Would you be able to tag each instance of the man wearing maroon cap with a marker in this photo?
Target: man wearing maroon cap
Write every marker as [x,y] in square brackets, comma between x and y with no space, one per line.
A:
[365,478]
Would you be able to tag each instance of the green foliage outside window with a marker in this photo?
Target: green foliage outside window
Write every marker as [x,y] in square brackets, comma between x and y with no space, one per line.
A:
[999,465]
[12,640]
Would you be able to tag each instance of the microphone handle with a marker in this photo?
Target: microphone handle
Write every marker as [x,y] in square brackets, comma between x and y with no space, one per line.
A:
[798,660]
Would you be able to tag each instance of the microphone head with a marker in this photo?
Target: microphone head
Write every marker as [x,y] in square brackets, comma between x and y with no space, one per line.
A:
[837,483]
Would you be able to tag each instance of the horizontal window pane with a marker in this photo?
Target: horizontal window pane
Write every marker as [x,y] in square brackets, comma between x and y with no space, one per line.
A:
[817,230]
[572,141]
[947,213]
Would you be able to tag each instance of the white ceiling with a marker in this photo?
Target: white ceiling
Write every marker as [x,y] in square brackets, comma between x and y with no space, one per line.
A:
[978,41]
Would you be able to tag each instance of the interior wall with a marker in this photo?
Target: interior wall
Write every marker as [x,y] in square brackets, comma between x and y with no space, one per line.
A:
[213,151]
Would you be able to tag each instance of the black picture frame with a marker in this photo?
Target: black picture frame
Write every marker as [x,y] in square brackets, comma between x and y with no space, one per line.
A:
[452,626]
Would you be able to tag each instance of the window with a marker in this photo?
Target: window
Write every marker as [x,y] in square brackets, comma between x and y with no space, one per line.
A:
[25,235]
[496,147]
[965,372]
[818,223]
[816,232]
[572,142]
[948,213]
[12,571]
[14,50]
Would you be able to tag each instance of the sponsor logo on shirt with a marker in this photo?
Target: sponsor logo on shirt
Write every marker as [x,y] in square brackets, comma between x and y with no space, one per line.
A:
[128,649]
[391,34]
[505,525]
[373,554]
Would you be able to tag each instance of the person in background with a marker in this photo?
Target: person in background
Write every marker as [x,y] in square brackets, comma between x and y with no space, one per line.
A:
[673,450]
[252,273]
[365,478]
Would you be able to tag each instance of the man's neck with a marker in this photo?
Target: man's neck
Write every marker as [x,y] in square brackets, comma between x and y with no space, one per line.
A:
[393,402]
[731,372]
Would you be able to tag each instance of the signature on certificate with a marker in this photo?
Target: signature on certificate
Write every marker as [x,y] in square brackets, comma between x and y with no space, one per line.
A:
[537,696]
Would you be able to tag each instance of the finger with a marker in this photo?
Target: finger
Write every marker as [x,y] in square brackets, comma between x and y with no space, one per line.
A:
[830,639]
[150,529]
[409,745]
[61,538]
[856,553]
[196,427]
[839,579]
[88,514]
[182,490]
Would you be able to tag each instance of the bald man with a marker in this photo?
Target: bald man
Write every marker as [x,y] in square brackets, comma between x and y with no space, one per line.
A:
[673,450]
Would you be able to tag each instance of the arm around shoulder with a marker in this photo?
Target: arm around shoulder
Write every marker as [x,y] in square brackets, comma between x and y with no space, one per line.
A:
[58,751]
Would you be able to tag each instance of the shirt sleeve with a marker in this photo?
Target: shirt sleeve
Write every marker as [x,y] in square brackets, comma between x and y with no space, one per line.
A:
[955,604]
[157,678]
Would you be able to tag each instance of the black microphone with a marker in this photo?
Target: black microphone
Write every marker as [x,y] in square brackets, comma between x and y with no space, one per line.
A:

• AIM
Reproduce the data from the line containing "Would you be able to tag each instance of the bald" through the end, swapping every "marker" for "point" and keeping everything else identical.

• REPLY TO THE TASK
Would you be able to tag each instance of the bald man with a point in this photo?
Target: bald man
Write every point as [x,y] in square brackets, comma between x and y with no space, one per line.
A:
[673,450]
Would you be able to tag each instance of the arm around shoulder with a point in this photo?
Target: arm around shoulder
Write every point as [x,y] in square brackets, comma between x and y with no space, one per line.
A:
[58,751]
Would you be able to tag each instance of the shirt sleeve with a point in this photo?
Target: shirt sleeve
Write every point as [x,y] in square brackets, comma between x and y with no space, one per line.
A:
[955,604]
[157,678]
Would you be able to tag each instance of the black microphone with a point in this photo?
Target: black microphone
Write every point as [x,y] in square brackets, comma between x and y with no space, one per line.
A:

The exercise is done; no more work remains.